## Set problem
How many lines in the listing below contain the word "bicycle"? Reply with the number alone.

## Contour labeling entries
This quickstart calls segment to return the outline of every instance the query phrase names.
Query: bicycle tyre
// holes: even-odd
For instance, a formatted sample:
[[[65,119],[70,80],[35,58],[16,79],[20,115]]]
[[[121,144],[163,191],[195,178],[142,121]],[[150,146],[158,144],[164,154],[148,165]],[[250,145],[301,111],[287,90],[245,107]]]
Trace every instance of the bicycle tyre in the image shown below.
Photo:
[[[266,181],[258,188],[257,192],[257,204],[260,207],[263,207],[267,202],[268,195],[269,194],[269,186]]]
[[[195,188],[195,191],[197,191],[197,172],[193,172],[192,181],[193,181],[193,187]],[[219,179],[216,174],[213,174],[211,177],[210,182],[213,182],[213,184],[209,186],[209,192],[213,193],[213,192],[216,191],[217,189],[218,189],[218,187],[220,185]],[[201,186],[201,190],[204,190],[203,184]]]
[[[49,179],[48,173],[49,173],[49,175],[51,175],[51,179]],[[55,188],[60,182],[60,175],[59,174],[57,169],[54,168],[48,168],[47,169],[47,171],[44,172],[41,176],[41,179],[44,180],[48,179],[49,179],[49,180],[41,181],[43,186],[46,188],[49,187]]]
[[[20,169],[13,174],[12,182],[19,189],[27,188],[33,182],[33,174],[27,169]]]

## Exercise response
2